Aim of the exercise ▸ Restate the complete material exactly.

=== Extracted information ===

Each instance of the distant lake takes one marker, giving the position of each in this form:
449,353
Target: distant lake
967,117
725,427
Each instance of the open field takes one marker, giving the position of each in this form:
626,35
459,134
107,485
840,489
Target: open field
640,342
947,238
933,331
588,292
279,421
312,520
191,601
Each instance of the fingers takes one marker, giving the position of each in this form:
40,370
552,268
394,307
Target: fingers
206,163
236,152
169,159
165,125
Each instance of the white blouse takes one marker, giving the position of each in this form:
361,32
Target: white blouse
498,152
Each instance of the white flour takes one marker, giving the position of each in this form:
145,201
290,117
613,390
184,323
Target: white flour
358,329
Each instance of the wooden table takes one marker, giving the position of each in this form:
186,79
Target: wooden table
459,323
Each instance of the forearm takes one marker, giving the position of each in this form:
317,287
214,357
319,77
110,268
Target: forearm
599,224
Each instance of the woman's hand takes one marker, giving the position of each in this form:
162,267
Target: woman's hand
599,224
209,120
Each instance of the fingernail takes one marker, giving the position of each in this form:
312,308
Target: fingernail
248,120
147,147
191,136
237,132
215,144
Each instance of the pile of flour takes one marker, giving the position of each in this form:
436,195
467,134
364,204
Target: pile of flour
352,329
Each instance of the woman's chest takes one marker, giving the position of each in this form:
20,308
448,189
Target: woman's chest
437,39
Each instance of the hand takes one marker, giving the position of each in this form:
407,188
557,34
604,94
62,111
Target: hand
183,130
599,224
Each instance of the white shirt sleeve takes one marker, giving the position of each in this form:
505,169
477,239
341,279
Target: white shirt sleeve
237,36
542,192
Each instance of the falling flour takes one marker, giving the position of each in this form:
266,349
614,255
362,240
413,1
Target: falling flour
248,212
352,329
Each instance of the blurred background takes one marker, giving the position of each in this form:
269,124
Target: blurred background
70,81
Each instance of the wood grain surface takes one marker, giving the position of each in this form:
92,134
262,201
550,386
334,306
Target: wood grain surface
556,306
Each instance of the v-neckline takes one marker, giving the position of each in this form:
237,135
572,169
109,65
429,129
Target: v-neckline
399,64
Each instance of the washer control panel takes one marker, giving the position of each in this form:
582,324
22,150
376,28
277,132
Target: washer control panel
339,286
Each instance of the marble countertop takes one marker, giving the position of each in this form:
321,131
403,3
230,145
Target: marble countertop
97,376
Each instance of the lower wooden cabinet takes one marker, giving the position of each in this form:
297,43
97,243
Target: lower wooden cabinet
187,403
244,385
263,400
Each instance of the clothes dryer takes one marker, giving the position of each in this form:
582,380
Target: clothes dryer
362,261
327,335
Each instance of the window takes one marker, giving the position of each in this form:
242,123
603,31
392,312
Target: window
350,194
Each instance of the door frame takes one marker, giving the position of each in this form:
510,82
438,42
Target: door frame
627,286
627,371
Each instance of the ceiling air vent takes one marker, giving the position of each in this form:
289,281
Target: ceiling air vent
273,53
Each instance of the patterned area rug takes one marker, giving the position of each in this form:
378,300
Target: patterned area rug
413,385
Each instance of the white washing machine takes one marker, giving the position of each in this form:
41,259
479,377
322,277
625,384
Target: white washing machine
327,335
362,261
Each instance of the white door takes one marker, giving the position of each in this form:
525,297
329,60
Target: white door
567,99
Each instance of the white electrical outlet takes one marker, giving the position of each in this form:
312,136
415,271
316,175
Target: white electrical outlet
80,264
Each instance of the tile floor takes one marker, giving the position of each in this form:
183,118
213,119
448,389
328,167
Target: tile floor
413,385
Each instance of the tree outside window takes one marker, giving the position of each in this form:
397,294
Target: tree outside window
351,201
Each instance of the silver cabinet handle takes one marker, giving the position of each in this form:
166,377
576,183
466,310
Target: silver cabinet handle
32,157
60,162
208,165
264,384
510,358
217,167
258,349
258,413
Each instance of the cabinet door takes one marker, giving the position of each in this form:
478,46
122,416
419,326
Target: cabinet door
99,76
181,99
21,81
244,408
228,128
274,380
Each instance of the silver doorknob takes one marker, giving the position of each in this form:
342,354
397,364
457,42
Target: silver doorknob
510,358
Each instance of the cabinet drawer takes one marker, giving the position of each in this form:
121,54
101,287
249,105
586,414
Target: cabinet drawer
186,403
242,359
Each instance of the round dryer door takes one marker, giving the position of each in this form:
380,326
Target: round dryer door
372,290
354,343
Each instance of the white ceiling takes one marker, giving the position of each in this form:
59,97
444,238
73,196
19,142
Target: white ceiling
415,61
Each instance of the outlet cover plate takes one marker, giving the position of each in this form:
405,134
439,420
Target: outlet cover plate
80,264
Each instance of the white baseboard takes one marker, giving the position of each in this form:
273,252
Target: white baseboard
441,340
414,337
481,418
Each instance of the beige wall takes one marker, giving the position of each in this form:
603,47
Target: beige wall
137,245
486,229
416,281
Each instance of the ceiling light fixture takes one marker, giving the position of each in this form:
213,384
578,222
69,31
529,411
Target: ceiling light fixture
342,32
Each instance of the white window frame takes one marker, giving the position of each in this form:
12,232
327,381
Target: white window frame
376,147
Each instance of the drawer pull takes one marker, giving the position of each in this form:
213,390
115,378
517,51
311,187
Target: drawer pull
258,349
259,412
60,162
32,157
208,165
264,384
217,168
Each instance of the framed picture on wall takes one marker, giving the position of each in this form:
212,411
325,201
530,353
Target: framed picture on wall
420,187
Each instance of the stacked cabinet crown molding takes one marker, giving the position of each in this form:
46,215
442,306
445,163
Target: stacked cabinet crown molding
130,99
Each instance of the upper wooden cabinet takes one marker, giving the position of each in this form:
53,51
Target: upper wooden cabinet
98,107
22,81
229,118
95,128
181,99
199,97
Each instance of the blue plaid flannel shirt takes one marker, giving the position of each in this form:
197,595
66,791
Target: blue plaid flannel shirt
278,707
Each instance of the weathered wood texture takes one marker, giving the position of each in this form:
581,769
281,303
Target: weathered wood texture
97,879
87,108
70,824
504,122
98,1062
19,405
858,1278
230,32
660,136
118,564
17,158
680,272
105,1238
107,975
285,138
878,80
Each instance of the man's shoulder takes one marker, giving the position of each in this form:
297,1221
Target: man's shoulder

===

Solution to this problem ▸
Each instance of the distant lake takes one marker, giving the position of each in this form:
449,353
Target: distant lake
967,117
725,427
Each instance of the open field takes one marker, giving the position of each in this form:
626,35
459,134
107,485
840,489
Target: open field
640,342
947,238
933,331
588,292
279,421
312,520
191,601
Each instance of the fingers takes one marker, giving the position of each in this form:
40,370
552,268
394,307
Target: fingers
206,163
236,152
169,159
165,125
Each instance of the white blouse takes one marker, giving the position of each in this form:
361,32
Target: white blouse
498,152
Each instance of the white flour takes one marker, giving the position of each in this form:
145,201
290,117
613,390
184,323
Target: white flour
358,329
Each instance of the wooden table takes one marker, giving the position of each in this form:
186,79
Target: wooden table
459,323
Each instance of the forearm takes one marker, giving the position of each in this form:
317,287
214,357
319,77
110,268
Target: forearm
599,224
Each instance of the woman's hand takes one marker, giving the position of each in this form:
162,267
Target: woman's hand
599,224
209,120
Each instance of the fingernail takes one marker, giving the position of each in this form:
312,308
Target: fingernail
248,120
147,147
191,136
237,132
215,144
Each instance of the pile of flour takes one marker, giving the position of each in this form:
436,195
467,134
364,204
Target: pile of flour
352,329
Each instance of the woman's chest takes one marker, giving the position of each in this form:
20,308
448,189
Target: woman's chest
437,39
Each instance of the hand takes one marker, giving the position of each in this form:
407,188
557,34
604,94
62,111
Target: hand
183,130
599,224
Each instance of the white shirt sleeve takes one marker, giving the position of each in this form:
505,169
477,239
341,279
Target: white shirt sleeve
237,36
542,192
Each instance of the falling flour takes one marker, giving the position of each in this form:
266,349
614,255
362,240
413,1
Target: falling flour
248,212
352,329
Each instance of the blurred background takes one marker, giving the position of each in this form:
269,124
Target: blurred background
70,81
Each instance of the wood grain surface takes one marker, giving the position of each in this form:
92,134
262,201
550,386
334,306
Target: wood grain surface
556,306
Each instance of the v-neckline takes one marker, giving the position of each in this form:
237,135
572,169
109,65
429,129
Target: v-neckline
399,64
Each instance of the washer control panel takes one marker, giving the position of each in this form:
582,324
22,150
376,28
277,132
Target: washer control panel
339,286
Each instance of the marble countertop takes one marker, giving the position of each in this form:
321,131
403,3
230,145
Target: marble countertop
97,376
Each instance of the lower wooden cabinet takes one marker, giving the position of each in this form:
297,43
97,243
Target: lower wooden cabinet
187,403
244,385
263,400
Each instance of the clothes dryer takes one marker, giving the position of each in this form:
582,380
Target: clothes dryer
362,261
327,335
Each instance of the window takes one marker, giving the position of each in this form:
242,123
603,31
392,312
Target: window
350,194
Each instance of the door frame takes one marker, giving the position of each in this form:
510,82
438,42
Target: door frame
627,286
627,371
Each instance of the ceiling air vent takes one marker, giving the position of each in this form:
289,281
Target: ceiling air vent
273,53
Each instance of the patterned area rug takes one marker, giving the position of each in this form:
378,300
Target: patterned area rug
413,385
Each instance of the white washing machine takes one marker, giving the position of each in this form:
41,259
479,377
322,277
625,384
Target: white washing machine
327,335
362,261
Each instance of the white door takes one marker, giving the position of each in this form:
525,297
329,60
Target: white door
567,99
Each instance of the white electrical outlet takes one marker, giving the position of each in this form:
312,136
415,271
316,175
Target: white electrical outlet
80,264
Each instance of the tile floor takes one marker, giving the position of each in this form:
183,118
213,119
448,389
328,167
Target: tile floor
413,385
Each instance of the tree outside window takes one marker, giving the position of each in this form:
397,294
Target: tree outside window
351,201
Each instance of the silver cabinet handle takes one marker, giving the position of each in this form:
166,377
576,183
466,310
Target: silver cabinet handle
32,157
60,162
208,165
264,384
510,358
217,167
258,349
258,413
Each instance of the cabinet door takes one marker, giving the position of each in this form:
478,46
122,416
419,326
Target: cabinet door
99,76
181,99
21,81
244,408
228,128
274,380
Each instance of the silver doorknob takes one marker, giving the position of each in this form:
342,354
397,364
457,42
Target: silver doorknob
510,358
Each instance of the cabinet drawer takes one marker, giving the position of each in this form:
121,54
101,287
249,105
586,414
Target: cabinet drawer
186,403
242,359
Each instance of the round dryer door takes one marker, giving the position of each in this form:
380,326
Target: round dryer door
372,290
354,343
Each instance of the white ceiling takes one marker, giving the position of each in this form:
59,97
444,238
73,196
19,142
Target: white ceiling
415,61
Each instance of the outlet cover plate takes one marker, giving the position of each in this form:
405,134
439,420
Target: outlet cover plate
80,264
Each instance of the white baseboard takes one marker, giving the position of each in this form:
273,252
Target: white baseboard
441,340
414,337
481,418
Each instance of the beige wall takes one marker, giving the position of each in this form:
603,47
Target: beige wall
137,245
486,229
416,281
Each instance of the ceiling light fixture takes one marker, giving the position of each in this form:
213,384
578,222
69,31
529,411
Target: ceiling light fixture
342,32
Each instance of the white window frame takes one marker, giving the position of each in this form:
12,232
327,381
Target: white window frame
376,147
Each instance of the drawer pull takes one marker, giving the position of each in this form:
213,390
115,378
517,51
311,187
Target: drawer pull
258,349
259,412
60,162
32,157
208,165
264,384
217,168
Each instance of the framed picture on wall takes one marker, giving the position of each in this form:
212,411
325,201
530,353
Target: framed picture on wall
420,187
Each instance of the stacked cabinet crown molding takes one marker, giving the position of each in this form:
46,215
442,306
445,163
Target: stacked cabinet crown molding
130,99
Each instance of the upper wooden cabinet takes one marker, giving the position of each in this form:
53,51
Target: upper wooden cabinet
98,107
22,81
229,118
95,128
181,99
199,97
Each instance of the blue plaid flannel shirt takes one marker, giving the position of each in this form:
197,595
66,791
Target: blue plaid flannel shirt
278,707
Each instance of the weathered wood texture takes one marker, giving the position of each in this form:
581,769
281,303
Target: weathered wood texture
97,879
87,108
70,824
504,122
98,1062
19,405
858,1278
230,32
660,136
118,564
17,158
680,272
105,1238
107,975
285,138
878,80
Each instance of the man's shoulder takes one marker, giving the position of each in this form:
297,1221
Target: man's shoulder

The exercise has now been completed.